Fr Stephen I think that your observation is quite right. “Belonging is more powerful than I thought, whether it is through a lifestyle choice or through harsh economic or social necessity.”
Though most especially for me on a spiritual level. For me who personally never had a formal faith as a child, that sense of deep rooted spiritual belonging has always remained elusive, just out of tangible reach, just beyond the horizon.
I found your short faith story and laughed, as I too explored the possibility of New age, then Eastern philosophies, and ‘other ways’ before I accidentally discovered the Catholic faith. I laughed too because I also refused to kneel. Unlike you nobody in my family was of the Catholic faith. And then I grew to Love and embrace it.
Because of life’s experience for me unfortunately fully belonging to my chosen faith is not a possibility, and will always remain just beyond my grasp, but by giving my children the gift of faith, I hopefully have now given all my children that innate sense of belonging and security, so that no matter where they socially lay their hat they will forever be rooted in Him and have a deep and eternal sense of belonging. I also live in the same county as my birth place just. But heart belongs to London as of londoner parentage.

* _Jobs_:
• 1. Please write the comment on faith and belonging again from "Fr Stephen I" up to and including "beyond the horizon.", substituting "distant" for "elusive".
• 2. In the comment on faith and belonging, what did the writer explore before discovering the Catholic faith?

* _Given information_:

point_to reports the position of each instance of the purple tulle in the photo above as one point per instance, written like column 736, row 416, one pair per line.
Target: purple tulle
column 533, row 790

* _Expected results_:
• 1.
Fr Stephen I think that your observation is quite right. “Belonging is more powerful than I thought, whether it is through a lifestyle choice or through harsh economic or social necessity.”
Though most especially for me on a spiritual level. For me who personally never had a formal faith as a child, that sense of deep rooted spiritual belonging has always remained distant, just out of tangible reach, just beyond the horizon.

• 2. New age, then Eastern philosophies, and ‘other ways’.